> Page excerpt:
+ + + + +
Campus researchers make history with release of first human pangenome

To: UCSC Community

From:  Cynthia Larive, UC Santa Cruz Chancellor and Lori Kletzer Campus Provost and Executive Vice Chancellor

We are extremely proud to share the news that UC Santa Cruz scientists played a critical role in an enormous scientific achievement that boosts our understanding of human biology and genomic diversity, and will ultimately help diagnose disease and guide treatments for people worldwide.  

The Human Pangenome Reference Consortium (HPRC)—co-led by UCSC’s Associate Professor of Biomolecular Engineering Benedict Paten and Assistant Professor of Biomolecular Engineering Karen Miga—today released a draft of the first human pangenome, which combines the genetic material of 47 individuals from different ancestral backgrounds. More than a dozen researchers from our Genomics Institute including several student researchers have been involved with this project, which will continue into 2024, when researchers expect to release a final version of the pangenome with genomic information from 350 individuals.

The pangenome is significant in that it gives scientists a deeper, more accurate, and more inclusive understanding of worldwide genomic diversity, allowing for more detailed genomic analyses. Even in its draft form of 47 sequences, the pangenome has already proven to be more effective at detecting variants. Having this information helps scientists better understand how various genes and diseases are inherited, for example, and provides valuable insights into human health.

The pangenome is the latest achievement in a sustained effort by UC Santa Cruz researchers to decipher the chemical makeup of the human genetic code.

UC Santa Cruz made history in 2000, when then-graduate student Jim Kent, now a research scientist at the Genomics Institute, wrote the code that allowed the publicly funded Human Genome Project to assemble and publish the first human genome sequence. The mapping is considered one of the greatest scientific feats in history. Last spring, the Telomere-to-Telomere Consortium, co-led by Prof. Miga, announced it had assembled the first complete sequencing of a human genome, filling in missing, complex regions that had long eluded scientists because of the limitations of DNA-sequencing technologies.

The pangenome is another huge scientific step forward. Please join us in recognizing this remarkable achievement. Congratulations to all in our campus community who played a role.
+ + + + +
> Extracted information:

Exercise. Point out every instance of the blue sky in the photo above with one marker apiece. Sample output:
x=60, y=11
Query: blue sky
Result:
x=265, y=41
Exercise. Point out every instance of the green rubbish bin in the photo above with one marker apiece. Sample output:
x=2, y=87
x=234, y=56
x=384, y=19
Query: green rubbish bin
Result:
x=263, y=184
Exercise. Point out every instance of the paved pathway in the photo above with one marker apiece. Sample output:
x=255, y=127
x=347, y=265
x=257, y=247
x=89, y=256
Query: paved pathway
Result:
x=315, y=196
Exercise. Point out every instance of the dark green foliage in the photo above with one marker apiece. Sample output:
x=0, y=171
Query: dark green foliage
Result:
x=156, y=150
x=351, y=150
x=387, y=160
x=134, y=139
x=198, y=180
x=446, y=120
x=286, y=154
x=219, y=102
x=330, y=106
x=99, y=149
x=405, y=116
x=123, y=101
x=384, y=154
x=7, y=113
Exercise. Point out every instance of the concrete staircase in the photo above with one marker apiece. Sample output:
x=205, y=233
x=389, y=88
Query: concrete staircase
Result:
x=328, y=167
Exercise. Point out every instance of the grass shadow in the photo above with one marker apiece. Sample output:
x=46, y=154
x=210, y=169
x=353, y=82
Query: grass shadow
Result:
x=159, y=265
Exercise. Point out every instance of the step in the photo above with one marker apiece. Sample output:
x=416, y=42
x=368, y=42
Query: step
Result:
+ + + + +
> What to work on:
1/ Answer these questions using the pangenome announcement:
(a) How many individuals' genetic material does the draft pangenome combine?
(b) The final version expected in 2024 will hold genomic information from how many individuals?
(c) Who wrote the code that allowed the Human Genome Project to assemble and publish the first human genome sequence?
2/ For each statement, decide whether it agrees with the pangenome announcement:
(a) The Human Pangenome Reference Consortium is co-led by Benedict Paten and Karen Miga.
(b) The first human genome sequence was published in 2010.
(c) The Telomere-to-Telomere Consortium announced the first complete sequencing of a human genome last spring.
3/ Print the pangenome announcement word for word, from "We are extremely" up to and including "for people worldwide.".

> Task solutions:
1/
(a) 47 individuals.
(b) 350 individuals.
(c) Jim Kent, who was then a graduate student.

2/
(a) Yes: "co-led by UCSC’s Associate Professor of Biomolecular Engineering Benedict Paten and Assistant Professor of Biomolecular Engineering Karen Miga"
(b) No: "UC Santa Cruz made history in 2000"
(c) Yes: "Last spring, the Telomere-to-Telomere Consortium, co-led by Prof. Miga, announced it had assembled the first complete sequencing of a human genome"

3/
We are extremely proud to share the news that UC Santa Cruz scientists played a critical role in an enormous scientific achievement that boosts our understanding of human biology and genomic diversity, and will ultimately help diagnose disease and guide treatments for people worldwide.